(Referring expression pointing data)
+ + +

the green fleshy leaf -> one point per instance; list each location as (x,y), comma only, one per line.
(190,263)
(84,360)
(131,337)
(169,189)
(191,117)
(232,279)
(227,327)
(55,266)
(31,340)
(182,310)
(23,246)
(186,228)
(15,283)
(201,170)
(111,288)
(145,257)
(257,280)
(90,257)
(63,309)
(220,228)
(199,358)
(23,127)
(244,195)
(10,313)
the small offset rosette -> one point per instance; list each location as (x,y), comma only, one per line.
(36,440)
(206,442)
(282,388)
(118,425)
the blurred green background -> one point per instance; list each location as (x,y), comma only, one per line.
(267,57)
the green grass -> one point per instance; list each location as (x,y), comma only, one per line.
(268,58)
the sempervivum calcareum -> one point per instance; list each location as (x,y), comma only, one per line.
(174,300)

+ + +

## AIM OF THE EXERCISE:
Without altering anything, print all of the data again.

## TASK RESPONSE:
the green fleshy leaf -> one point per instance; list each location as (x,y), comma only, one per line.
(190,263)
(84,360)
(131,337)
(169,189)
(191,117)
(232,279)
(227,327)
(55,266)
(31,340)
(182,310)
(23,246)
(186,228)
(15,283)
(201,170)
(111,288)
(145,257)
(257,280)
(90,257)
(63,309)
(220,228)
(199,358)
(23,127)
(244,195)
(10,313)
the small offset rosette -> one point per instance; list each location as (x,y), comma only, one per line.
(36,440)
(206,442)
(282,388)
(118,425)
the blurred green background -> one point per instance; list each location as (x,y), comma only, one per line.
(267,57)
the green grass -> one point per instance; list each location as (x,y), comma only, one per line.
(268,58)
the sempervivum calcareum -> one point per instance; list each location as (x,y), comma only, one per line.
(174,300)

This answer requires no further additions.